[[ DATA SECTION open ]]
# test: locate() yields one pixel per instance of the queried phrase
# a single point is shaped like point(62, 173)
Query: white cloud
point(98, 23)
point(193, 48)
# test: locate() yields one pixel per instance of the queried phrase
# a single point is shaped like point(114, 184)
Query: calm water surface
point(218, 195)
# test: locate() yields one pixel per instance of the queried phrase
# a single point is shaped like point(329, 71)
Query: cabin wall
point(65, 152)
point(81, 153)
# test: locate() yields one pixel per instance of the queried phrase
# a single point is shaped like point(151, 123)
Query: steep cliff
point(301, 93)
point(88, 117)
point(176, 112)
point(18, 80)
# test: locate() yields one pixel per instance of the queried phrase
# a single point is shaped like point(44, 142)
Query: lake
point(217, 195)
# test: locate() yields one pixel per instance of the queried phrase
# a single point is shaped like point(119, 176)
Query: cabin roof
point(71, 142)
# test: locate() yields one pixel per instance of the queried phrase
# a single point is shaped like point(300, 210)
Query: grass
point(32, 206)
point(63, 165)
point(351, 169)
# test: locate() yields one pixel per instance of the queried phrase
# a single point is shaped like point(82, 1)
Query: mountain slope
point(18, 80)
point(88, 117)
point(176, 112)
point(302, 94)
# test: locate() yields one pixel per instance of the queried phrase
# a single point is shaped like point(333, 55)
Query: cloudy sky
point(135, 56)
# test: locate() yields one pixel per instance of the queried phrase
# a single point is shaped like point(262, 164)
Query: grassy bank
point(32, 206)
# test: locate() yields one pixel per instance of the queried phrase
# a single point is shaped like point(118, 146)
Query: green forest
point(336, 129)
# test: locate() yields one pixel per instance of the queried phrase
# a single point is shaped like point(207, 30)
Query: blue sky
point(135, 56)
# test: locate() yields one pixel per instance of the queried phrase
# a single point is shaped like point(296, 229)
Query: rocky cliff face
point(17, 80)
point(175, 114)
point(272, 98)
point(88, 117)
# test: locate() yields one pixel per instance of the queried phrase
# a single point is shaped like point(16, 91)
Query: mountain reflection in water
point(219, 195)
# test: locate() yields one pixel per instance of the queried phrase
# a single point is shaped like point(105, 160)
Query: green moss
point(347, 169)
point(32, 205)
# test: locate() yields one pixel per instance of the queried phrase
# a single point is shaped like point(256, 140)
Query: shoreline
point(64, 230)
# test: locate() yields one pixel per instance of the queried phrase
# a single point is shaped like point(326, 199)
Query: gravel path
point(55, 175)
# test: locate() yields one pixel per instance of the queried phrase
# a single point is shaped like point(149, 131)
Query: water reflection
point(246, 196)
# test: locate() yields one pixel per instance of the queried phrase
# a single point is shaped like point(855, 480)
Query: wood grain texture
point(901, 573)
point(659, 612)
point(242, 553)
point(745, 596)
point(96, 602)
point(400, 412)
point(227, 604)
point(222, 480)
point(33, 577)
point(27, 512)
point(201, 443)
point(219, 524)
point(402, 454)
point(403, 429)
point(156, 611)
[[ DATA SECTION closed ]]
■ **ACTION ITEM**: Please print out every record exactly as it is written.

■ **ANSWER BOX**:
# test: locate() yields one pixel per instance of the queried phrase
# a single point is shaped like point(62, 173)
Query: white cloud
point(98, 23)
point(193, 48)
# test: locate() yields one pixel per instance of the queried phrase
# a single point is shaped like point(114, 184)
Query: calm water surface
point(218, 195)
# test: locate() yields one pixel per instance of the queried phrase
# a single point is shaped like point(329, 71)
Query: cabin wall
point(65, 152)
point(81, 153)
# test: locate() yields one pixel per instance of the queried phrase
# a single point is shaped like point(151, 123)
Query: steep cliff
point(301, 93)
point(88, 117)
point(176, 112)
point(18, 80)
# test: locate() yields one pixel per instance of the queried phrase
# a single point is shaped like point(44, 142)
Query: lake
point(217, 195)
# test: locate() yields one pixel per instance of the queried phrase
# a single point is shaped like point(119, 176)
Query: cabin roof
point(71, 142)
# test: locate() yields one pixel per instance of the queried phrase
# a single point is shaped like point(300, 210)
Query: grass
point(32, 206)
point(63, 165)
point(351, 169)
# test: locate() yields one pixel per instance of the queried phrase
# a single point is shaped like point(82, 1)
Query: mountain slope
point(18, 80)
point(88, 117)
point(176, 112)
point(302, 94)
# test: locate() yields one pixel per instance of the queried phrase
# a single point is shaped like point(333, 55)
Query: cloudy sky
point(135, 56)
# test: locate() yields one pixel per instance of the queried phrase
# a single point is shaped like point(262, 164)
Query: grassy bank
point(32, 206)
# test: locate() yields one pixel per instance of the queried phrase
# a single point is shaped like point(118, 146)
Query: green forest
point(336, 129)
# test: locate() yields one pixel per instance of the queried phrase
# a single point is shaped like point(207, 30)
Query: blue sky
point(135, 56)
# test: locate() yields one pixel per instance of the queried phrase
# a single point is shaped like point(296, 229)
Query: rocky cliff face
point(17, 80)
point(175, 114)
point(272, 98)
point(88, 117)
# test: locate() yields one pixel per instance of the queried phrase
# a single point is shaped like point(16, 91)
Query: mountain reflection in water
point(219, 195)
# test: locate() yields one pixel per instance of the queried phrase
# a single point is shaped like point(105, 160)
Query: green moss
point(347, 169)
point(32, 205)
# test: locate() yields one pixel per instance of the queried phrase
# a single point is shaped like point(256, 140)
Query: shoreline
point(64, 230)
# test: locate() yields one pixel per instance of the queried phrase
# a single point is shaped like point(326, 199)
Query: gravel path
point(55, 175)
# test: locate() yields one pixel per instance of the queried phrase
# a single point is shaped like point(149, 131)
Query: water reflection
point(246, 196)
# test: locate() yields one pixel per instance of the queried phrase
# a single point is shaped like point(855, 480)
Query: wood grain texture
point(901, 573)
point(659, 612)
point(242, 553)
point(745, 596)
point(96, 602)
point(400, 412)
point(227, 604)
point(222, 480)
point(33, 577)
point(27, 512)
point(201, 443)
point(219, 524)
point(402, 454)
point(403, 429)
point(156, 611)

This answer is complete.